START Recorded data

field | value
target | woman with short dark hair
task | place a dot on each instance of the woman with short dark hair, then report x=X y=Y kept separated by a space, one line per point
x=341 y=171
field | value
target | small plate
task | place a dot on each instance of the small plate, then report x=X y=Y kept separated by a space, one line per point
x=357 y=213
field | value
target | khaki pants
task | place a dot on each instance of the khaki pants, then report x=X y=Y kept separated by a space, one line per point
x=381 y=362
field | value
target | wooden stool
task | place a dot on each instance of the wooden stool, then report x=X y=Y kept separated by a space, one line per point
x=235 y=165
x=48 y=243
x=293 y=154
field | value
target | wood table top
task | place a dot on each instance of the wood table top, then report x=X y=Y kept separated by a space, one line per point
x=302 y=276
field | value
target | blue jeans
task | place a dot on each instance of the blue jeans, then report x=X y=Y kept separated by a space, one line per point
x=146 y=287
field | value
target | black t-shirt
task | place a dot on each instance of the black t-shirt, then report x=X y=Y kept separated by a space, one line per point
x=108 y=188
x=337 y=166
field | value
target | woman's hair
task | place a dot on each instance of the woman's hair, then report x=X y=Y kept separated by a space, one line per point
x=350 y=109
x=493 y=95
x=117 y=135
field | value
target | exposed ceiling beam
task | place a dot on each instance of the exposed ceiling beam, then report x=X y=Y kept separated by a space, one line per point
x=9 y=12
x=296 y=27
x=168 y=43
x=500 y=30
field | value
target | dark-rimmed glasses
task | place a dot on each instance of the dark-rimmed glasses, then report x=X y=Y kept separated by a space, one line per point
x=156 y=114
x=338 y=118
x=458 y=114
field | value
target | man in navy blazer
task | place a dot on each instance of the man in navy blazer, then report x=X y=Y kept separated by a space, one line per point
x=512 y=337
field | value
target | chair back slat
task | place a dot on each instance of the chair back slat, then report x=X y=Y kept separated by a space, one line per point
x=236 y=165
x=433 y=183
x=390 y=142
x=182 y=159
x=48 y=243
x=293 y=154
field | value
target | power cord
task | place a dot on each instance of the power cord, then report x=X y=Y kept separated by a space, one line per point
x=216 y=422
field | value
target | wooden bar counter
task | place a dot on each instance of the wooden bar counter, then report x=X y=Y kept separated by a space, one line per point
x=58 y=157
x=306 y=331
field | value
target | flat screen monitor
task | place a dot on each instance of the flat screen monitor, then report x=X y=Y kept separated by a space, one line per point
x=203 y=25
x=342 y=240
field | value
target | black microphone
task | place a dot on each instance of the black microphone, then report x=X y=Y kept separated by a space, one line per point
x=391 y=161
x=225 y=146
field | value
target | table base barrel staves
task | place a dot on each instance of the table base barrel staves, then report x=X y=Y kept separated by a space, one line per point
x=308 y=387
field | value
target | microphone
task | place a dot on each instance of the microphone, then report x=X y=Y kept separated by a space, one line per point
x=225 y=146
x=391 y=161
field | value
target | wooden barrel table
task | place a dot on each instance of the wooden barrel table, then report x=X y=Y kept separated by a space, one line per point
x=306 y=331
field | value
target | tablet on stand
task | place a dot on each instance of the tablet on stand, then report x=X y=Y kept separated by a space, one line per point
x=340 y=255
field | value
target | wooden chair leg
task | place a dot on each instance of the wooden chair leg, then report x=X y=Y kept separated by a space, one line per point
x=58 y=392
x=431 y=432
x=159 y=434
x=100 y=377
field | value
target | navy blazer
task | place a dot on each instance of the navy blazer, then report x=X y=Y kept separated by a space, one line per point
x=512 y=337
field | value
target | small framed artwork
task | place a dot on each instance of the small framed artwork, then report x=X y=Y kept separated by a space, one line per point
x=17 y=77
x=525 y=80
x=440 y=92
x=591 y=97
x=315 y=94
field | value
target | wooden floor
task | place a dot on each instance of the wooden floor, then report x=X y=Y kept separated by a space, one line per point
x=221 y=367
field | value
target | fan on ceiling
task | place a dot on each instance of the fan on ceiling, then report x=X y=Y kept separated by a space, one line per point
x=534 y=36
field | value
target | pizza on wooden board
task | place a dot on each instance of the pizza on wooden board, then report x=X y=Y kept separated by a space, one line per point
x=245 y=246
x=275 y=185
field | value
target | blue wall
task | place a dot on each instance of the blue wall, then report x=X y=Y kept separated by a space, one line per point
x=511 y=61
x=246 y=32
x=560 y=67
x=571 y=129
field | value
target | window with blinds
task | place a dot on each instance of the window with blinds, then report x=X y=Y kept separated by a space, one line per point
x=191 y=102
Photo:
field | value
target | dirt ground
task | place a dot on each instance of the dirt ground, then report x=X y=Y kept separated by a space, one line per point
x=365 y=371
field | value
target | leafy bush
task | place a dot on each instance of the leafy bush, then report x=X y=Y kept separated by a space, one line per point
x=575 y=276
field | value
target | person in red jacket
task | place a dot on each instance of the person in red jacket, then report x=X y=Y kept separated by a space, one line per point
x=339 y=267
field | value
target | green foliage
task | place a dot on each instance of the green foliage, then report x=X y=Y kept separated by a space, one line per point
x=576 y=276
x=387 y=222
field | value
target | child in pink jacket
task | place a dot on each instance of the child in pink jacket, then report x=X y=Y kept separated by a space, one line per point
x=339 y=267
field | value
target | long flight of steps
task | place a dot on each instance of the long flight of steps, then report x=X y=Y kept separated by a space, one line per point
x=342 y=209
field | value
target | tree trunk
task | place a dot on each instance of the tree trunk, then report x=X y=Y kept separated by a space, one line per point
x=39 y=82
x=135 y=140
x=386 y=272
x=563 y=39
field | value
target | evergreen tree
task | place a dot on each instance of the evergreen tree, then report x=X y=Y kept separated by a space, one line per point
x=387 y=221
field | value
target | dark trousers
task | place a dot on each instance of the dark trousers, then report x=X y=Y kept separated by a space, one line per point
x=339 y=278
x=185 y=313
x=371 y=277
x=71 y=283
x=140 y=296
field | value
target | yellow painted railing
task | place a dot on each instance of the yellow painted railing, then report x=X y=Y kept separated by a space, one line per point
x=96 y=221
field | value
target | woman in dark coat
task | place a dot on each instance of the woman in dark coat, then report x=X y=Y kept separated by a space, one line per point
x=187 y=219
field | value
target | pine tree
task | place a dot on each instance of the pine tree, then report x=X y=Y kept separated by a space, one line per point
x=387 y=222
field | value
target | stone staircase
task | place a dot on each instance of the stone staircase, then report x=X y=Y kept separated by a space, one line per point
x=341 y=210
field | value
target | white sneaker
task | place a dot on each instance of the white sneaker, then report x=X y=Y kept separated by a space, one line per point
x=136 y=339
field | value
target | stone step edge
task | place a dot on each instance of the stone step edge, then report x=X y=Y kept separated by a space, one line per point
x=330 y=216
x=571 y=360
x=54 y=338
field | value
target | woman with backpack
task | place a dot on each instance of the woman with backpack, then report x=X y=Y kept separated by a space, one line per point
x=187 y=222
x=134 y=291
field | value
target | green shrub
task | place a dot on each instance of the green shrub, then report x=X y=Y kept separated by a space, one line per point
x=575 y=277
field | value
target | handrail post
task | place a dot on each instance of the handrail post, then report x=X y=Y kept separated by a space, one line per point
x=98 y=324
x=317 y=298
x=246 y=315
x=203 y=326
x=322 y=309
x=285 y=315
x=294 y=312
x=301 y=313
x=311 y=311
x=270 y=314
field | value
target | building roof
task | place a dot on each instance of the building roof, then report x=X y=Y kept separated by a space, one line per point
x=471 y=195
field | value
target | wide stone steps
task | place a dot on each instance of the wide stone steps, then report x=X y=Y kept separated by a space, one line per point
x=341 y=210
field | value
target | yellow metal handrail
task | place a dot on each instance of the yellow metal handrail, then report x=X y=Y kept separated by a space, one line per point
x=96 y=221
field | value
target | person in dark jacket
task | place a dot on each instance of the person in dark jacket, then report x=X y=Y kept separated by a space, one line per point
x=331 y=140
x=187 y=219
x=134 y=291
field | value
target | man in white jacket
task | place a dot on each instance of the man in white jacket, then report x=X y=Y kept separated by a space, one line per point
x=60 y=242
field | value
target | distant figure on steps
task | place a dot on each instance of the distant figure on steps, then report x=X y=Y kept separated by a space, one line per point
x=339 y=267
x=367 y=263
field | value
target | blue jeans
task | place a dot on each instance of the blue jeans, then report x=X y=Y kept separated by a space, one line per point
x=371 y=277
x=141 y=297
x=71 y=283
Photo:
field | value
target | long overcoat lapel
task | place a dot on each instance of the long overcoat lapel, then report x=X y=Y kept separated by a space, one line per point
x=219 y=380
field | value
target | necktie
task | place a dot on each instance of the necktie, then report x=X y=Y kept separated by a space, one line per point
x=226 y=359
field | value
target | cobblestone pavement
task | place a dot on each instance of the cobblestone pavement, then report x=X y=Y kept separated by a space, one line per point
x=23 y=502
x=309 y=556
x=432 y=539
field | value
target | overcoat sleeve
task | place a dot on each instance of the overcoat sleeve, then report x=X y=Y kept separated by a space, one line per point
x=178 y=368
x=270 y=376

END Recorded data

Identify each line in the data above that contains the string "monitor", treating uppercase and lowercase letters as distinct.

target | flat screen monitor
task | place a dot on each instance of the flat screen monitor, then report x=X y=Y kept separated by a space, one line per point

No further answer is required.